WHAT YOU HAVE TO DO:
Reproduce verbatim the items below, from their first line through the line containing "column 536, row 456", including both.

RECORDED DATA:
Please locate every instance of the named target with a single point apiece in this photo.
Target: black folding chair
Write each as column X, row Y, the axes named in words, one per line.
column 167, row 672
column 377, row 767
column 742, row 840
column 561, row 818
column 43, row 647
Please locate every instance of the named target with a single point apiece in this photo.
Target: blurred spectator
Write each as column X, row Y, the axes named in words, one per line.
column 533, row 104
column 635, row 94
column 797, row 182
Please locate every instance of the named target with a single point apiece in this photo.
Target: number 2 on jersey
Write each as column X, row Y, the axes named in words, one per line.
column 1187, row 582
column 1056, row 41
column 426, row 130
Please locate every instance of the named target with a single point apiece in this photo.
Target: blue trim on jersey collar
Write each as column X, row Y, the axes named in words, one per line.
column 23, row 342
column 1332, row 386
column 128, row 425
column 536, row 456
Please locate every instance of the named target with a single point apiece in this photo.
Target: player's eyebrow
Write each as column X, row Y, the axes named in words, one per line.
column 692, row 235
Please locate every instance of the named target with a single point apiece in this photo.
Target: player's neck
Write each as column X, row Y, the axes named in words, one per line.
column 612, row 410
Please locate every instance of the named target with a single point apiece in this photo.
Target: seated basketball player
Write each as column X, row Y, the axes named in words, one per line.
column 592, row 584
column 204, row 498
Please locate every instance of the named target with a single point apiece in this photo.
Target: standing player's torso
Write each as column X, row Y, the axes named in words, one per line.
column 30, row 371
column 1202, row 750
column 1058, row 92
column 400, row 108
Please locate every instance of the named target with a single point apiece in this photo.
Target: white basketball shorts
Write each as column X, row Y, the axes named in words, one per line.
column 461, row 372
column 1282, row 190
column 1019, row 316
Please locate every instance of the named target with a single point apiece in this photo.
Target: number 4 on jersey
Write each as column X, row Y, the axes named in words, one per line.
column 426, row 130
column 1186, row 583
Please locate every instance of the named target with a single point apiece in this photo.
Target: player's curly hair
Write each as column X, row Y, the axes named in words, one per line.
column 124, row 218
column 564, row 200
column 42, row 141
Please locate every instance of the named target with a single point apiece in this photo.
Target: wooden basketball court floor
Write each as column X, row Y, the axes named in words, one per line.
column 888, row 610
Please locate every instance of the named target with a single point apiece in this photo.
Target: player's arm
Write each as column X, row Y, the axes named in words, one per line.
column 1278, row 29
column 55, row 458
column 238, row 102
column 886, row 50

EXERCISE SOLUTION:
Please locate every instance of the named target with a single point apiece in this photo.
Target: black folding chair
Write each as column X, row Y, the axes named in words, one per line.
column 167, row 672
column 377, row 767
column 742, row 840
column 561, row 818
column 43, row 647
Please locate every instance of the named target with a single point apiece in this photo.
Target: blurred spectator
Write each as column X, row Y, the axes named in words, one per line.
column 533, row 104
column 635, row 94
column 797, row 182
Please locate every instance of the named target with a single point apiece in this photo.
Target: number 2 on jersey
Write each as column X, row Y, the axes named in words, one per line.
column 1187, row 582
column 1056, row 41
column 426, row 130
Please locate every instance of the named target with a single point apiece in this photo.
Target: blue trim on jersey collar
Write each as column X, row Y, the axes named in words, one per line.
column 23, row 342
column 1332, row 386
column 128, row 425
column 536, row 456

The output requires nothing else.